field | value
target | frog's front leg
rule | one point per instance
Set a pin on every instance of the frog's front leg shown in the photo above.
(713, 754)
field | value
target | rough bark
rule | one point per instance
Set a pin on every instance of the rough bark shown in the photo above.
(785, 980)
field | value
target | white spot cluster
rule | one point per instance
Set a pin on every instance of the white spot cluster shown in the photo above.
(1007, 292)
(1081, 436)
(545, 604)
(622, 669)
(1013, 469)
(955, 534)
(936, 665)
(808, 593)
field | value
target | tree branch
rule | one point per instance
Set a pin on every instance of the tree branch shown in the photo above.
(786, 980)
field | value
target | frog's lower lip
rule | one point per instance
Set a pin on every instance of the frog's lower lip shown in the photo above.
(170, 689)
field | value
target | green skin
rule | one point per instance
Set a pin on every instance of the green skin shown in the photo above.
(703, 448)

***

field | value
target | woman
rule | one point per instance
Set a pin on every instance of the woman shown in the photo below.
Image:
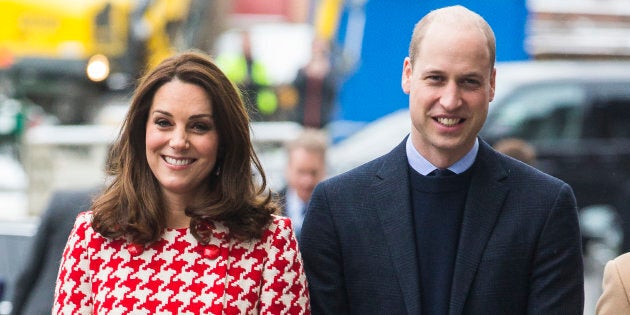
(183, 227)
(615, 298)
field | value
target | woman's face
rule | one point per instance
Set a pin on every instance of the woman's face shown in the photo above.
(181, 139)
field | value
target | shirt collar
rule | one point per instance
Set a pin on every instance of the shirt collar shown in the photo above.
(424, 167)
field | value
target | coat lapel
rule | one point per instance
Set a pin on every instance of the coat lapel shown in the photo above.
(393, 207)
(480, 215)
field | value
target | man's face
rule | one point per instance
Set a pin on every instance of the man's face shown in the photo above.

***

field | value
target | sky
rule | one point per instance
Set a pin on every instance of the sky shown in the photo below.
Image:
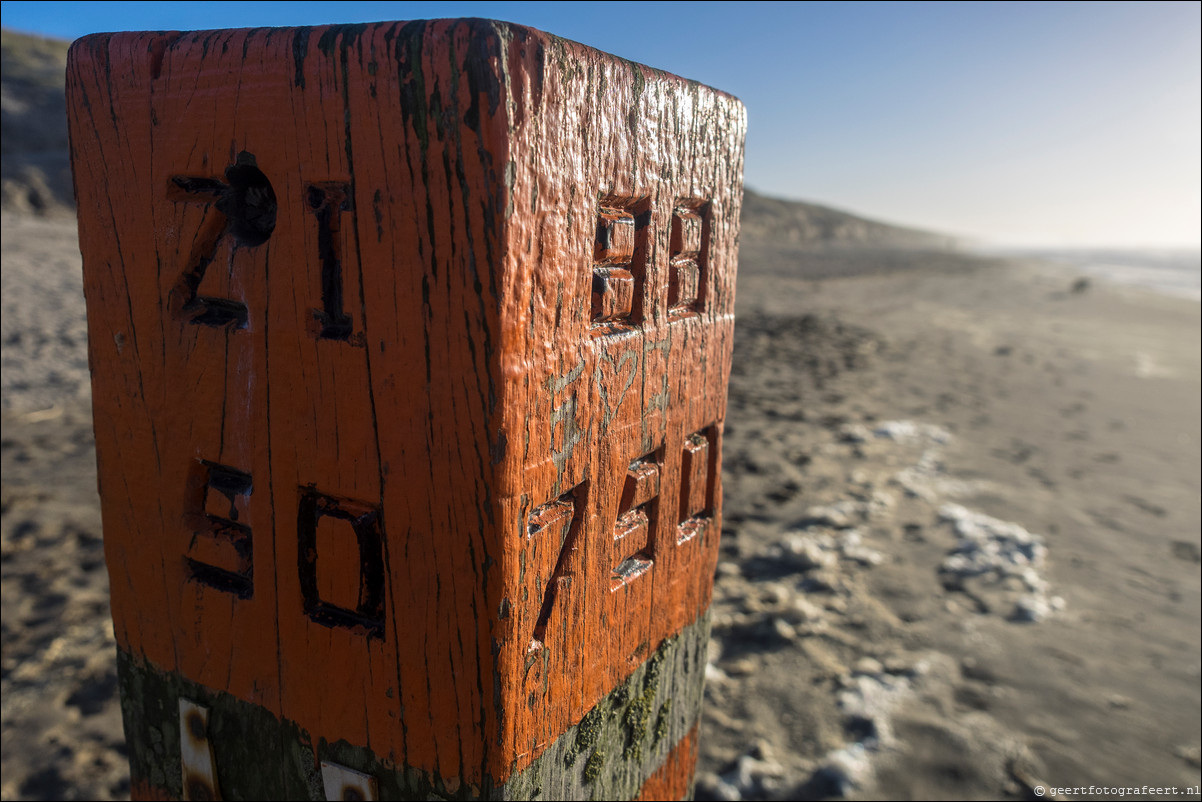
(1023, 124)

***

**What to do:** How many lines of the material above contain the word "target"? Answer with the number only.

**Output of the exercise:** 12